WORK INSTRUCTIONS: Set down all of the data that follows word for word, without the images.

--- --- ---

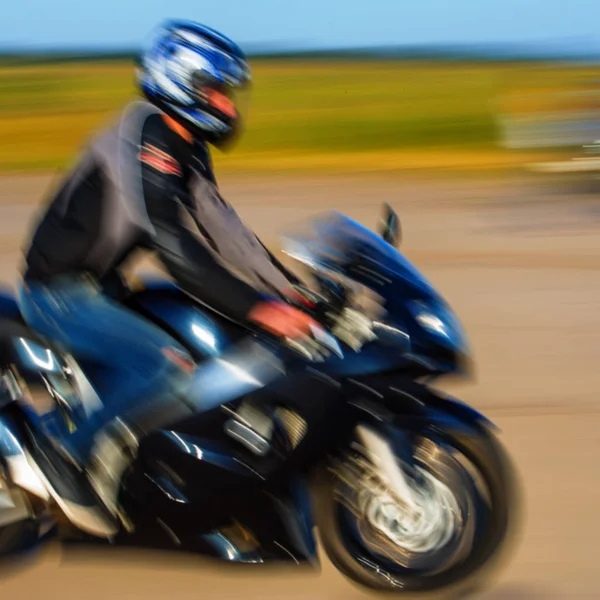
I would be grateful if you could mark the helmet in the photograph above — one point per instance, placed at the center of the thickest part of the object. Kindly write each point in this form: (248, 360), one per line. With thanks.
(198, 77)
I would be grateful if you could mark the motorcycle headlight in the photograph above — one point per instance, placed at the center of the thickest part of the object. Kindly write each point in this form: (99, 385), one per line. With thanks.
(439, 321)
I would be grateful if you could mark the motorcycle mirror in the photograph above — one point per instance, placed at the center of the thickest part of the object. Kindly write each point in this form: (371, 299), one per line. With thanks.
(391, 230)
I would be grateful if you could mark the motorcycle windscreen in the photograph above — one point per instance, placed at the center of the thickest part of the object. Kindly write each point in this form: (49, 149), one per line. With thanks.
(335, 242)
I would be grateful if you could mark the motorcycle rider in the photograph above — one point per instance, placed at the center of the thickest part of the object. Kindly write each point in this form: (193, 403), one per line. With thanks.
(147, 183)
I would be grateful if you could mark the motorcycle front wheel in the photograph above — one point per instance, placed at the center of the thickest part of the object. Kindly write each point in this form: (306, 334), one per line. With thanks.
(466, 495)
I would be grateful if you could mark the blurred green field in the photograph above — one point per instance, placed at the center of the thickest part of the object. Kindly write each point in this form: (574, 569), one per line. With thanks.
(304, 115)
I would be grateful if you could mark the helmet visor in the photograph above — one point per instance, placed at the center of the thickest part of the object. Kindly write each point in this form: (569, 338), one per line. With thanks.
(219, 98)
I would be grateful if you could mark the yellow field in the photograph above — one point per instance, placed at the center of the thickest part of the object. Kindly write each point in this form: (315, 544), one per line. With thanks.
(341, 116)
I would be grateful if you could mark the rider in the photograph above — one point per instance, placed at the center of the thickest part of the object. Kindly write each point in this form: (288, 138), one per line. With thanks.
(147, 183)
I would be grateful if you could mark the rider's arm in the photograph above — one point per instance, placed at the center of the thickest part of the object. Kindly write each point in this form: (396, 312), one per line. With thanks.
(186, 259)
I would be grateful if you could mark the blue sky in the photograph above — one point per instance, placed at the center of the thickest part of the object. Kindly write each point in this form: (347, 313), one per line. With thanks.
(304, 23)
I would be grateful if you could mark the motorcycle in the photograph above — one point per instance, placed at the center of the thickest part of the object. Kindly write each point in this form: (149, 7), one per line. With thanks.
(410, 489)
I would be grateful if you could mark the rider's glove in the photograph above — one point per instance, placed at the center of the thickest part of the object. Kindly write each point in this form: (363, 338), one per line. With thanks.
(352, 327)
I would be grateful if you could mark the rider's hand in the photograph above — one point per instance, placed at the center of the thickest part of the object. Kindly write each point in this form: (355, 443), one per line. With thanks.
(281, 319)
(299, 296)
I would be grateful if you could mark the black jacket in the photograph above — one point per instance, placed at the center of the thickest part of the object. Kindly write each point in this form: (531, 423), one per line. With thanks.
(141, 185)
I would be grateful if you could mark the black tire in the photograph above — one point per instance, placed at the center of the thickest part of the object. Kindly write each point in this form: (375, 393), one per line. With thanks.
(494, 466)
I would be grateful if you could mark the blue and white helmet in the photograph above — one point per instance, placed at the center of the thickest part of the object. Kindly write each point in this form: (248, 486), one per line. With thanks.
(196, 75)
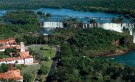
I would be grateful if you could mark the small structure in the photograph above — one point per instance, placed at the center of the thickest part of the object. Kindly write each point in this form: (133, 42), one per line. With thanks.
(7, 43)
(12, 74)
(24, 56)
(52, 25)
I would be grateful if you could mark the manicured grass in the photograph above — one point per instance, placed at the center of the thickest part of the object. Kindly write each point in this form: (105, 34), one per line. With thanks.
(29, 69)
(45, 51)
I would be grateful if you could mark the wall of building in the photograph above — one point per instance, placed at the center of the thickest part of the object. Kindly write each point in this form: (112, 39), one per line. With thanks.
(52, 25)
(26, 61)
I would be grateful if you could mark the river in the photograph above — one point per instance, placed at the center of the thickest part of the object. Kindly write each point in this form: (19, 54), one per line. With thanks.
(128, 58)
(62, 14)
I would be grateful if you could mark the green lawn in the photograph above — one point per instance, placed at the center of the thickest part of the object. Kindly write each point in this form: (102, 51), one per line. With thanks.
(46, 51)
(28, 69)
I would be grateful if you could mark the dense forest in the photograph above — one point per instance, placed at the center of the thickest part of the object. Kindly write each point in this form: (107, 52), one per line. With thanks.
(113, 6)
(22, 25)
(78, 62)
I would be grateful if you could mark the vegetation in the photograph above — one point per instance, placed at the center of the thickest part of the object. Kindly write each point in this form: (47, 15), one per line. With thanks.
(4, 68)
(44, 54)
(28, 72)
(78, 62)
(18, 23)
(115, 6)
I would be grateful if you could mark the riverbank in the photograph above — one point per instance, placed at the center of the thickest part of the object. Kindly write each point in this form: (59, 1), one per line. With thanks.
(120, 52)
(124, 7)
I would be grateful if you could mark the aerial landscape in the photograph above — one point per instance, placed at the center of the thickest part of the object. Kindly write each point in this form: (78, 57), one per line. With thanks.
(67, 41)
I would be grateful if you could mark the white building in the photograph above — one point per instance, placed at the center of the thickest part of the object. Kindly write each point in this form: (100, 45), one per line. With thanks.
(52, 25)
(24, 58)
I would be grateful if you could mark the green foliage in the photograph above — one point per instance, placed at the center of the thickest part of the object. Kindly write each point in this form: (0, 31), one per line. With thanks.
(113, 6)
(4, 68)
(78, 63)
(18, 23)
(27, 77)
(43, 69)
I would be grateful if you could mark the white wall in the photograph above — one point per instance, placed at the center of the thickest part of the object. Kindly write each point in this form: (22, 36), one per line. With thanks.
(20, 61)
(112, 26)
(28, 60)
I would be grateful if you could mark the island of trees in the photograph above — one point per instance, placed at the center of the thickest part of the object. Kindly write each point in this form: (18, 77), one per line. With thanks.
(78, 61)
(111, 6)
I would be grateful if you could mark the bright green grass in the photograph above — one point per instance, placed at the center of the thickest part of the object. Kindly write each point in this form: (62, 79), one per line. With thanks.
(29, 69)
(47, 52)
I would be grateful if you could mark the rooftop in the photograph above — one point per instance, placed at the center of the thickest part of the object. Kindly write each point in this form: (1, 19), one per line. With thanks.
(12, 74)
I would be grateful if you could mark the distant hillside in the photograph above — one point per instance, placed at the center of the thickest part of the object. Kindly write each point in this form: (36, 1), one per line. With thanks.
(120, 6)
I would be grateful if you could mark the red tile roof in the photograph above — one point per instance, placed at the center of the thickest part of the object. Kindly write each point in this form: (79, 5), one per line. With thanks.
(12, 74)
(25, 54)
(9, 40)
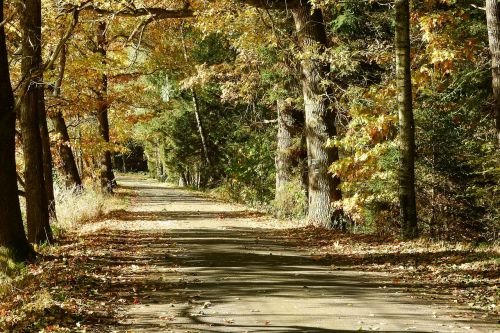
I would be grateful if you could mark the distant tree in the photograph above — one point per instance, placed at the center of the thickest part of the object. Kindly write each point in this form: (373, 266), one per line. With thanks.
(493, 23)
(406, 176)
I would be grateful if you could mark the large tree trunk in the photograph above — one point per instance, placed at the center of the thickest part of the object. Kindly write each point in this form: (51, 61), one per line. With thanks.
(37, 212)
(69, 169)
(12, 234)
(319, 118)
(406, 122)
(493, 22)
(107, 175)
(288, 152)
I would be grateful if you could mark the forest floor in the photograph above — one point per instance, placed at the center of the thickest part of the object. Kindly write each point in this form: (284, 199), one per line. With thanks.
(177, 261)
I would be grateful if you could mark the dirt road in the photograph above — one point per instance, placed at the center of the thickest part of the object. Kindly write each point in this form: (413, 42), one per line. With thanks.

--- --- ---

RESULT OF THIS EXERCISE:
I would be grateful if you could mark the helmet in the photograph above — one point per instance, placed at the center of the thickest part of the object. Kindly write each point in this form: (248, 360), one per line. With thanks.
(198, 77)
I would be grateful if you could mark the motorcycle headlight in the photograph above — one point per instance, placed at the center of the thickest part of the object. Kindly write each point in this form: (99, 385), one per line. With thanks.
(439, 321)
I would be grateful if you could mark the motorcycle mirror in the photograph above — one point per instance, placed at the center of the thickest part of the object. Kindly write each point in this form: (371, 299), one per line. With thanks.
(391, 230)
I would be grateful if you could mark the motorcycle windscreen in the photograph above — one point per instance, placed at the center of the thickest part of the object. Kindly write each point in this form: (49, 149), one per line. With thanks.
(335, 242)
I would be grateful if you could mark the motorcycle rider in the photograph above — one point per instance, placed at the center of the thickest part of the object. Kindly write each point in this form: (193, 403), one per line. With thanks.
(147, 183)
I would be grateful if you could mark the motorcycle front wheel in the photograph above — one point per instance, placed at the center of the thickest part of the object. Kindly write each point in this form: (306, 334), one per line. With thanks.
(466, 495)
I would be grateful if you could mark the blurred green field in the photograph above — one point per instance, placed at the center of the thickest part of the object. Kindly write each point in this form: (574, 569), one per line. With thanks.
(304, 115)
I would be grateful if you could mark the helmet visor in the photograph above — one point per instance, placed at the center of the thickest part of the object. Kindly write each point in this form: (569, 338), one per line. With thanks.
(219, 98)
I would be grateful if you could mark the yellow field in the photograph above — one point per instance, placed at the center of the thickest part of the object. Kindly write each point in this form: (315, 544), one per line. With thanks.
(341, 116)
I would be grateful if you could mark the rider in the photograph above — one point per instance, placed at the center of the thickest part of the object. Kindly write each point in this form: (288, 138), one per line. With thanks.
(147, 183)
I would be grateful if you could mark the rider's arm in the photograph above — one point per instance, placed at the center of the thickest part of the object. Kindly write each point in this form: (396, 312), one per line. With thanks.
(186, 259)
I would be grateful if you could mark the blue sky in the photograph above — one point per instance, placed at the center of the thickest part of the object. Kindly write each point in this form: (347, 313), one per line. With thanks.
(304, 23)
I would be grateful if you could mark the motorcycle in the photograph above — one point per instance, placed at the center of the thickest part of the object. Kindly write each point in this form: (149, 7), one per line. With thanks.
(410, 489)
I would be grateful if you could mark the rider's glove in the photograph above — one point per instance, placed at the center of the thickest part of the object. Kindly write each point in this form: (363, 338), one per line. With thanks.
(352, 327)
I would be grateful if you could mark the rider's hand in the photograph above — one point per instance, placed at the center of the thickest part of the object. Kindly write each point in this form: (355, 443), one per line. With thanks.
(281, 319)
(299, 296)
I would be grateful if you could mark the black jacket in the photograph above — one point per instance, placed at the center of the thickest part of the object. Kindly write each point in this form: (531, 423), one per line. With thanks.
(141, 185)
I would be grateful if you could mark the black tire in the photograph above — one point per instance, placed at the center of the thickest part of the object. Kindly write each point in this form: (375, 393), one per line. With thanks.
(494, 466)
I would be grateful if you could mark the blue and white helmet in the photograph above — one point per instance, placed at the center of the thickest part of the object. Kindly write each point in this form: (248, 486), one per line. With thanks.
(196, 75)
I would be grateful if you could mark the small structure in the photograph above — one point per instance, placed at the center of the thickest part of the object. Kindly write each point in this form: (133, 42), one per line. With thanks.
(7, 43)
(12, 74)
(24, 56)
(52, 25)
I would be grateful if you could mark the manicured grass in the photograph above — one point per instance, placed at the center of the thickest part of the object. Kindly write each point in this form: (105, 34), one per line. With thanks.
(29, 69)
(45, 51)
I would be grateful if you could mark the wall of building in the photograph above — one point per instance, placed at the center of the thickest part of the object. Kindly write each point in this form: (112, 39), one per line. With thanks.
(52, 25)
(26, 61)
I would be grateful if you could mark the river in the photograph above — one point per instance, placed at the center of the thickest part of the object. Kindly write each point in this form: (19, 54), one per line. With thanks.
(128, 58)
(62, 14)
I would be grateful if you could mark the green lawn in the photograph above — one point per instance, placed at the center of the thickest part of the object. Kindly write each point in this form: (102, 51), one per line. With thanks.
(46, 51)
(28, 69)
I would be grateful if you could mark the dense forest in the photograph above — one point per instance, placed at the center of the thickest part of the object. Kindly write each point in this form: (107, 52), one per line. With thanks.
(113, 6)
(22, 25)
(78, 62)
I would be grateful if you could mark the vegetation in the photograph above — one point per instance, placed at the center of the thickest part of the object. Kindly write each point in this form: (47, 15), one per line. With thanks.
(4, 68)
(44, 54)
(28, 72)
(78, 62)
(18, 23)
(115, 6)
I would be grateful if you could mark the riverbank in the photograph above — one point per instance, placed at the center of the thickest part of the object. Kindly write each point in this form: (59, 1), one per line. With thanks.
(120, 52)
(124, 7)
I would be grateful if you could mark the aerial landscape in the photograph above — one point per instance, placed at the center of the thickest part of the object. Kindly write each point in this form: (78, 57), one per line. With thanks.
(67, 41)
I would be grateful if you could mark the white building in the photograph above — one point per instance, placed at the center of the thickest part of the object. Kindly write each point in this form: (100, 45), one per line. With thanks.
(52, 25)
(24, 58)
I would be grateful if you could mark the green foliage in the photograph above — one point per instance, placed at the center of the thickest part of the object. Kindly write each point in this form: (0, 31), one per line. With thanks.
(113, 6)
(4, 68)
(78, 63)
(18, 23)
(27, 77)
(43, 69)
I would be grateful if you could mark the white wall in the photograph above — one point per instance, placed at the center of the thickest part of the object. Kindly write each point in this form: (22, 36), one per line. With thanks.
(20, 61)
(112, 26)
(28, 60)
I would be grateful if you could mark the island of trees in the photograph above — one point per instance, placed at the center of the thickest part of the object. Kindly write each point in this form: (18, 77), one per line. With thanks.
(78, 61)
(111, 6)
I would be grateful if you could mark the bright green grass in the photograph above — one point per instance, placed at the center of the thickest part of the object. Kindly write each point in this form: (62, 79), one per line. With thanks.
(29, 69)
(47, 52)
I would be grateful if you could mark the rooftop in the photograph above — one point per instance, placed at the center of the thickest part of the object. Kindly write each point in this form: (1, 19), one per line. With thanks.
(12, 74)
I would be grateful if you could mark the distant hillside in the photograph above — one point per instance, placed at the center of the thickest part of the object. Kindly write each point in this form: (36, 1), one per line. With thanks.
(120, 6)
I would be grateful if you could mark the red tile roof in the photograph above — one point per instance, placed at the center of the thickest part of the object. Kindly write each point in this form: (79, 5), one per line. With thanks.
(12, 74)
(25, 54)
(9, 40)
I would be grateful if you could mark the distant tree in the photograph above — one point per instance, placed at the center of the thickest part of the object. Kindly write each point in this form: (373, 266), one per line. With thanks.
(493, 23)
(406, 176)
I would be grateful if you could mark the large tree trunk in the photograph above — one point per instance, placed at the center of the thickest part of the object. Kindly write each point in this form: (51, 61), one per line. With thanks.
(37, 212)
(69, 169)
(12, 234)
(319, 118)
(406, 122)
(493, 22)
(107, 175)
(288, 152)
I would be grateful if you could mark the forest floor in the photograph above — one point per instance, placed at the center of the thickest part of the object. Kindly write each point in this form: (284, 199), one per line. With thanks.
(177, 261)
I would be grateful if you could mark the dirt road in the photograph above — one point per instance, placed at the center of the thickest part of the object. Kindly write each point in this form: (413, 42), one per line. With thanks.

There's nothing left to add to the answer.